### Source
"""
Every tenth child in Montenegro live in poverty
Montenegro is among the world smallest countries, with population close to no more than 645,000. An UNICEF’s study reveals that approximately every tenth child in Montenegro live in poverty. If a child lives in a household where adults are unemployed or have low level of education, it is more likely that he/she will grow up in poverty. Furthermore, poverty leads to multiple deprivations in everyday life reducing access to health, education and cultural activities. It strongly contributes to marginalisation and social exclusion of children.
And this is where we met Dijana* (7) and Dana* (9). These two girls are growing up in family without any formal income besides symbolic social assistance. Their father occasionally does some work with car parts, illegal and underpaid. Life in Montenegrin capital, Podgorica, is quite expensive and Dijana’s and Dana’s parents hope at least with good education their daughters will get a chance for better life. But, this didn’t come easy for them, either,
During: Conquering fear and silence
School can be scary. For any child, any age, anywhere. New faces, high expectations, peers quick to lough at someone else’s expense… When Dijana* was enrolled to first grade two years ago, her world was turned upside-down. Her parents couldn’t afford to send her to pre-school programs to prepare her better for what’s to come and her fear and low self-confidence resulted in complete withdrawal. She wouldn’t engage in verbal communication in school, not with her teachers, not with her peers. Her two-years older sister was only slightly more communicative, just enough to get school grades, not enough to have friends or engage in wider school activities.
Solution finally appeared when Dijana* was already a second grade – when a Centre for support to families and children, supported by Save the Children, opened in Podgorica in March 2017. Dijana* and Dana* are among the first beneficiaries that cam e to the centre and are still their regular visitors.
Since then, things have improved.
“When she first came to us, she wouldn’t talk. With time, she started to respond with yes and no, and then she gradually started to talk a little bit more. When we later met with pedagogue from her school, she told us – Dijana* started to talk! That was our first success, first visible result,” proudly tell us Ana Huric, psychologist in the Centre for support to families and children.
"""
### Task requirements
1. Name every area of everyday life to which the article on child poverty in Montenegro says poverty reduces access.
2. Render every line of the stored-data entries as a JSON list of strings, one string per line, skipping blank lines.
The article and the entries have no connection to each other.

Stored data
"""
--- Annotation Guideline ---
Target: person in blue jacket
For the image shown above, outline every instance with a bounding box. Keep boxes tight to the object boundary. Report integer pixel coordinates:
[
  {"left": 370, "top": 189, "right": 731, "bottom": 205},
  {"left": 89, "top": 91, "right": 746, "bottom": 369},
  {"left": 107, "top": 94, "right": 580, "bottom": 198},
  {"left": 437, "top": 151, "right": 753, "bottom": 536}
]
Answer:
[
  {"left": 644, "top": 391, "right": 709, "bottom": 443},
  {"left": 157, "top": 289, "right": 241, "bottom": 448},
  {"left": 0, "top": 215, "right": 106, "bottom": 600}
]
"""
### Solutions in order
1. Health, education and cultural activities.

2.
[
  "--- Annotation Guideline ---",
  "Target: person in blue jacket",
  "For the image shown above, outline every instance with a bounding box. Keep boxes tight to the object boundary. Report integer pixel coordinates:",
  "[",
  "  {\"left\": 370, \"top\": 189, \"right\": 731, \"bottom\": 205},",
  "  {\"left\": 89, \"top\": 91, \"right\": 746, \"bottom\": 369},",
  "  {\"left\": 107, \"top\": 94, \"right\": 580, \"bottom\": 198},",
  "  {\"left\": 437, \"top\": 151, \"right\": 753, \"bottom\": 536}",
  "]",
  "Answer:",
  "[",
  "  {\"left\": 644, \"top\": 391, \"right\": 709, \"bottom\": 443},",
  "  {\"left\": 157, \"top\": 289, \"right\": 241, \"bottom\": 448},",
  "  {\"left\": 0, \"top\": 215, \"right\": 106, \"bottom\": 600}",
  "]"
]